§ **Exercise task**
Reproduce every one of the lines below verbatim, leaving the picture out of your output.

§ **Supplied material**
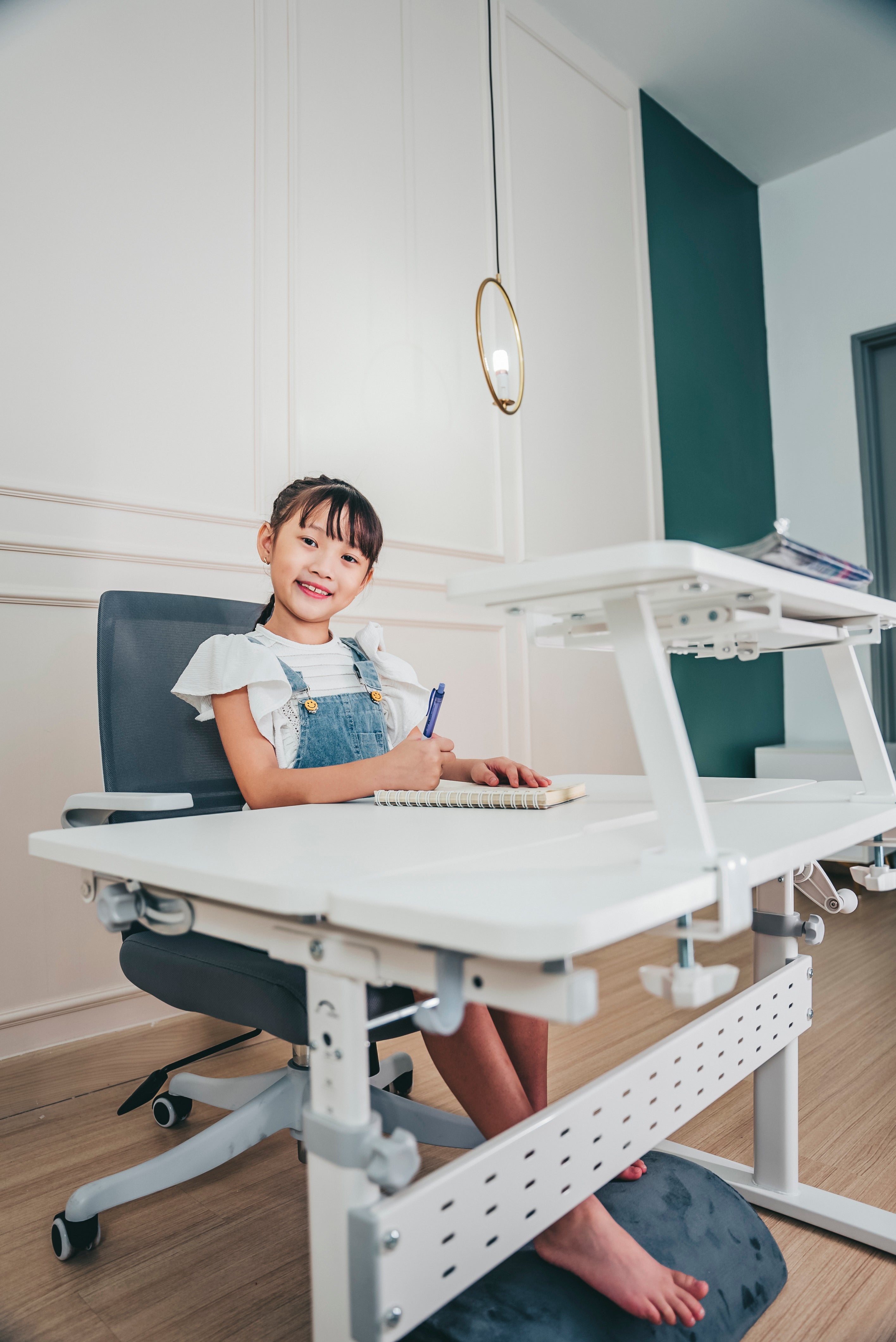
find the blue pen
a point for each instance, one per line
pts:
(432, 712)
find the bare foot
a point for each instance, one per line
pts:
(634, 1171)
(589, 1243)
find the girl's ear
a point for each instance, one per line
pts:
(265, 543)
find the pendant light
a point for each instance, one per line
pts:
(500, 387)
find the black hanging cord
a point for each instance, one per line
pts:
(494, 158)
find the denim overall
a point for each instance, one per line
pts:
(340, 728)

§ **Worked answer**
find the blue pen
a point for each instance, one per line
pts:
(432, 712)
find the bare foot
a point for each instance, one per line
pts:
(634, 1171)
(589, 1243)
find the girl's ear
a point for each instance, one per line
pts:
(265, 543)
find the pendant light
a point for each instance, one per line
pts:
(500, 387)
find the black hanging cord
a point for each instance, one per line
pts:
(494, 158)
find the denim overall
a point for each instance, one per line
pts:
(340, 728)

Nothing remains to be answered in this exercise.